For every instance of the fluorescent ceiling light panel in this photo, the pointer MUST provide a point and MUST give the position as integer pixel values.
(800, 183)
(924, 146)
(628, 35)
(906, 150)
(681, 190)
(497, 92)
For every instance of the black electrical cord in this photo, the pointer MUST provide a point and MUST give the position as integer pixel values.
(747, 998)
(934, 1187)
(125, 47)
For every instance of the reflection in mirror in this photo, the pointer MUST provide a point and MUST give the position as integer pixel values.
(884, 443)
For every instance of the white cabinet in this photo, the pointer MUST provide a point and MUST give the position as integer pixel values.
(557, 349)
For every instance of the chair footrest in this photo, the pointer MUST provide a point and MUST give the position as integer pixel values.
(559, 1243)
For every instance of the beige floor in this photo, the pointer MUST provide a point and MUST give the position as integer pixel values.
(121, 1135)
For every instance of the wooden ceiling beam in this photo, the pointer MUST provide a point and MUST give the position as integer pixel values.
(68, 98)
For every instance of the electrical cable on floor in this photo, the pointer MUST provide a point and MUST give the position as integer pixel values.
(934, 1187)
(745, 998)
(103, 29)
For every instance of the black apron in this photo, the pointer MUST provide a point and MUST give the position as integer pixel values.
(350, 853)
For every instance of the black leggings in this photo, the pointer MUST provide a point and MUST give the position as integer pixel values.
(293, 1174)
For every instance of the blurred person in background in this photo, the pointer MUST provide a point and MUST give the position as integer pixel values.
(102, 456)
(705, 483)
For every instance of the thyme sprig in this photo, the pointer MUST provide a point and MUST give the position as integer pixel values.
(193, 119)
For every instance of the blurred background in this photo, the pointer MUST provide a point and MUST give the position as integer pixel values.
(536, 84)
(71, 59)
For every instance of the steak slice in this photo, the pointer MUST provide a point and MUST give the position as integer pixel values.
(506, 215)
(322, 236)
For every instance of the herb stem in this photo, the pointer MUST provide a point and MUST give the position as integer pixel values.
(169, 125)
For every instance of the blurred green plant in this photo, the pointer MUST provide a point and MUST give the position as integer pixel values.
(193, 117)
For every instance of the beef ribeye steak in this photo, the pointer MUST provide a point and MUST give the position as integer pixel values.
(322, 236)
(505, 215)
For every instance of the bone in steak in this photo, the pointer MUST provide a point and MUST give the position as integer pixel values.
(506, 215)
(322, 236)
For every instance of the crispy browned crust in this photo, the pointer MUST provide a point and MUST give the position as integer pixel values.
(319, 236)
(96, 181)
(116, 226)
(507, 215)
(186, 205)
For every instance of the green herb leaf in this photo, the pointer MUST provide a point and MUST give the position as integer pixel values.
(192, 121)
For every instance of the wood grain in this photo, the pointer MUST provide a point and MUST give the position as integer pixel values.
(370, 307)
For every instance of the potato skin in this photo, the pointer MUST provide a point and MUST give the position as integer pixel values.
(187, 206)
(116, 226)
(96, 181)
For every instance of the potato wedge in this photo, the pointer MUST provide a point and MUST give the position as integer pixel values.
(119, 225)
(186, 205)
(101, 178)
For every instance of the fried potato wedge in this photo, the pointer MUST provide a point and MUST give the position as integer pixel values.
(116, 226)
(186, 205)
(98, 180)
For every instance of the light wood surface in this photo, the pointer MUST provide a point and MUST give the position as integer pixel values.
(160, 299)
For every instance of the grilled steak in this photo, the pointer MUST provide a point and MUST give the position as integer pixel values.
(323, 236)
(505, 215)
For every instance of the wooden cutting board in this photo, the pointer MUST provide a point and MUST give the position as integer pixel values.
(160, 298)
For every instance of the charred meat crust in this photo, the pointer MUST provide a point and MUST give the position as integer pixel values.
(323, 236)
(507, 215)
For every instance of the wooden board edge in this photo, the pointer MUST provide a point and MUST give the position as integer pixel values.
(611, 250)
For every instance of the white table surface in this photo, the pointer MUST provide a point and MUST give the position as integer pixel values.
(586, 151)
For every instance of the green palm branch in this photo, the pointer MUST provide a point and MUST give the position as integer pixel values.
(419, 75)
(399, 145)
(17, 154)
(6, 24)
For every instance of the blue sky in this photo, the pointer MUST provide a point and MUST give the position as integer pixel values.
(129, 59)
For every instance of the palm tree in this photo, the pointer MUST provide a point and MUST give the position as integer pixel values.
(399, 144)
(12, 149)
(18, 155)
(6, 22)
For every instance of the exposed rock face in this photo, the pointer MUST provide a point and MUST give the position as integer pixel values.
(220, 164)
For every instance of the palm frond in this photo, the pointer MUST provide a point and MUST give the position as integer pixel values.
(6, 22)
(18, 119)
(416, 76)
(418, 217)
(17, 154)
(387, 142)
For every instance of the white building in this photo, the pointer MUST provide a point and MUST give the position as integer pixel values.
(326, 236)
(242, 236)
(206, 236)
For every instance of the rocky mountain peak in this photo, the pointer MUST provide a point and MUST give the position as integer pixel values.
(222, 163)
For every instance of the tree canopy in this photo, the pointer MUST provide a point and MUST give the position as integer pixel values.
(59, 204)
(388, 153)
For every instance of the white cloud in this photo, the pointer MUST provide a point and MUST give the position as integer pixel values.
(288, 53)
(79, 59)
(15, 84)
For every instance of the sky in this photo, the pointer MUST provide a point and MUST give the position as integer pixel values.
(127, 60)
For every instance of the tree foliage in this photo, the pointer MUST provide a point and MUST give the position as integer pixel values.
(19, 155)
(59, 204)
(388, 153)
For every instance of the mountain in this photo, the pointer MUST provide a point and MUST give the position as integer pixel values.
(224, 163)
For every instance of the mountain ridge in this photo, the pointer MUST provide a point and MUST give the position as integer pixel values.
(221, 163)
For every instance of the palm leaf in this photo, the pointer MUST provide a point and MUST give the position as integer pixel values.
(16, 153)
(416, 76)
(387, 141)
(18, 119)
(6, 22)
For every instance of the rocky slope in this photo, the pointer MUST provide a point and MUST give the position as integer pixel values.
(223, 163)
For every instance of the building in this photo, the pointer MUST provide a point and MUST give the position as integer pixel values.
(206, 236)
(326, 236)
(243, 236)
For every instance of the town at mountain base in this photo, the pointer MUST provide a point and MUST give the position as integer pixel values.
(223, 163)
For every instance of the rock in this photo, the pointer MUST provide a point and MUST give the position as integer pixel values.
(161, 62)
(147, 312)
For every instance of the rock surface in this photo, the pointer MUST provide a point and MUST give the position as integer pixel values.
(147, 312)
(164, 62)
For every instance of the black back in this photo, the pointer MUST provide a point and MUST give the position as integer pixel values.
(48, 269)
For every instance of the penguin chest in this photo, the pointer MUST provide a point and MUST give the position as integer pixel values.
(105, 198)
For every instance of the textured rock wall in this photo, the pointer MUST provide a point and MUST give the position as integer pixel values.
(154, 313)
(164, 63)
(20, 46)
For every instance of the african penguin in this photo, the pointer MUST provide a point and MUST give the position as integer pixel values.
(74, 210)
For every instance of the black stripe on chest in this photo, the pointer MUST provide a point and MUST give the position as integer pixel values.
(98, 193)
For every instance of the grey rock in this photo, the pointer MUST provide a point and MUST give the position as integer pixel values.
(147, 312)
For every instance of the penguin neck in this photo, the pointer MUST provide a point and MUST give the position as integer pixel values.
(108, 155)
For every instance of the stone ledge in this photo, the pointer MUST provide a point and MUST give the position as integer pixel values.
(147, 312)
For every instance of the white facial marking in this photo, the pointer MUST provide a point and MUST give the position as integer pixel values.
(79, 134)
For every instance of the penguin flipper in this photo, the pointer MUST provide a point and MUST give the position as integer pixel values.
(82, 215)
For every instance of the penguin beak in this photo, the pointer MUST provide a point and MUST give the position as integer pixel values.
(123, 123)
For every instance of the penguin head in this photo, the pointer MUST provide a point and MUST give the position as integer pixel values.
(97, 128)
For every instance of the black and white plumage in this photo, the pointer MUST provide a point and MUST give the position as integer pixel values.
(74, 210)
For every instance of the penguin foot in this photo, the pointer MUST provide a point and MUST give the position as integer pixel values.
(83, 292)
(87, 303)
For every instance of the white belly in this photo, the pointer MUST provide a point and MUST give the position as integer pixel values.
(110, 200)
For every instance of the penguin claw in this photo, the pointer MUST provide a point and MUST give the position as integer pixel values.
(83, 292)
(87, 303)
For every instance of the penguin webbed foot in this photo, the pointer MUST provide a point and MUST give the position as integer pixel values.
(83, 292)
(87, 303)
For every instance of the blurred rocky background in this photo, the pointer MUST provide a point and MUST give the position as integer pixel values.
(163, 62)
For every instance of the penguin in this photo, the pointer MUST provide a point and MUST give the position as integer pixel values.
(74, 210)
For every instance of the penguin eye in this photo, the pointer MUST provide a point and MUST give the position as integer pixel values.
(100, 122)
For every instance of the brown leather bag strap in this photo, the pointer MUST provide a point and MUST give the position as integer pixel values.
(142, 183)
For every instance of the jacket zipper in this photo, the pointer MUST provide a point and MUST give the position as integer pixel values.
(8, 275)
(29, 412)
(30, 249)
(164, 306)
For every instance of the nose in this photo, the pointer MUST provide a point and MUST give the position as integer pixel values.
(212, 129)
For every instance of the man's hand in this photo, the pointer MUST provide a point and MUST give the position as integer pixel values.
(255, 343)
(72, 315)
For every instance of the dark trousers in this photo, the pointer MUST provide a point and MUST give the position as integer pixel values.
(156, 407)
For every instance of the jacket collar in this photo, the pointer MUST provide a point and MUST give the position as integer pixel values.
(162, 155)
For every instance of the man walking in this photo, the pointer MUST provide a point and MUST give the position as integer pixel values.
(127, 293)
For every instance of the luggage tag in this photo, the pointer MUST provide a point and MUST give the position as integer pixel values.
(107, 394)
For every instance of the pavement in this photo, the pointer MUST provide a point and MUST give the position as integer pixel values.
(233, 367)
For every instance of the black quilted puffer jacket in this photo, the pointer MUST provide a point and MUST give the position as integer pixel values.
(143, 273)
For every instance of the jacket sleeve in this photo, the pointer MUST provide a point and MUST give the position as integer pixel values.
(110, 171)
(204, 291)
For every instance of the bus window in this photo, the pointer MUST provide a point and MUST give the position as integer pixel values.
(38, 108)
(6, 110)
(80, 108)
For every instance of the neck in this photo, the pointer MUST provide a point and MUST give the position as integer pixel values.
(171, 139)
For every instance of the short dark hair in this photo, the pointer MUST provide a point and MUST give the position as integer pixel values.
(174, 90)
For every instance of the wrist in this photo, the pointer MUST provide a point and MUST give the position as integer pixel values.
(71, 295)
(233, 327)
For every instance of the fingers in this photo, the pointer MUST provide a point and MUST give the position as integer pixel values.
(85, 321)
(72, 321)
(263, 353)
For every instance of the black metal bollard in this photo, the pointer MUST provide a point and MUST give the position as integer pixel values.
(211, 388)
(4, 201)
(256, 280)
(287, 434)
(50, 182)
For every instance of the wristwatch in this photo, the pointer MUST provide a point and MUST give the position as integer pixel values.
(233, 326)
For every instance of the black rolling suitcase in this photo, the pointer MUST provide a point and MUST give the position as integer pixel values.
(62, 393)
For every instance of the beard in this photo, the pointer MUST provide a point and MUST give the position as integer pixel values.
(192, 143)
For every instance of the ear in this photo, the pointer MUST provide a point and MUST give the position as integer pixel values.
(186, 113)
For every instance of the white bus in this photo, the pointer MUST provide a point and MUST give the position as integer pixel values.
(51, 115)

····················

▸ What is needed:
Copy out, word for word, the entries from the start through the line containing "(121, 1135)", including both ends.

▸ Task solution:
For every instance of the fluorescent ceiling light panel in this photo, the pointer MUST provide a point and MUST give the position as integer pixel values.
(800, 183)
(924, 146)
(628, 35)
(906, 150)
(681, 190)
(497, 92)
For every instance of the black electrical cord in this photo, the pointer MUST provide a point and MUST give the position as integer pixel values.
(747, 998)
(934, 1187)
(125, 47)
For every instance of the reflection in mirror in this photo, the pointer MUST provide a point and MUST give the position as integer pixel values.
(884, 443)
For every instance of the white cabinet in this photo, the pointer MUST provide a point and MUST give the position as integer pixel values.
(557, 349)
For every instance of the chair footrest in this photo, the pointer MUST provide a point and MUST give the position as integer pixel values.
(559, 1243)
For every instance of the beige floor in this photo, the pointer MUST provide a point and MUST give the position as integer pixel values.
(121, 1135)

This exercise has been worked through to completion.